═════ TEXT SEGMENT

Add to that notes to be written, reports to be done, a house that is ready to walk as my mother used to say (“look at this place! It’s a mess! It’s ready to walk!”) and…puppies! and I am a bit overwhelmed.

That means I have adopted my ‘triage’ system. I sat down and did the three-hour training. It was seriously bothering me and it was something I could do something about. It was also due in 10 days. After that was down, I got home and, between bouts of puppy wrangling, started on a few household chores. Having a clean bathroom and a scrubbed kitchen floor does help to make one feel more in charge (even though she is not!)

══════════
═════ DATA

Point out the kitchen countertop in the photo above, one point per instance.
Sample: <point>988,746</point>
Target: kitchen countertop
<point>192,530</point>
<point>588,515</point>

══════════

WHAT THIS EXERCISE ASKS:
1. In the passage about juggling chores and puppies, how long was the training the writer sat down to complete?
2. Write the next few sentences of the passage about juggling chores and puppies, picking up after its final sentence.
The records have nothing to do with the text.

ANSWERS TO EACH TASK:
1. Three hours.

2.
Of course we know who is truly in charge: two little puppy princesses. Things were a little rougher the last three days because Daddy was manning the fort alone while Mommy was at work. He had them outside a lot, in self defense, supervising as they terrorized the front yard. That meant they were asleep by 5 and up at all hours of the night. That was my job. They have also learned to ascend the stairs and are working on descending. In other words: vigilance and baby gates have become our watch words.

My husband fed them. A little bit later, my kitchen towel made its appearance in the living room. To quote my husband: a prize with every meal!

More in a bit. Gotta get changed. I am not thinking a kitty motif blanket sleeper, striped slippers and ski pants is such a great look for the day. A bit more later.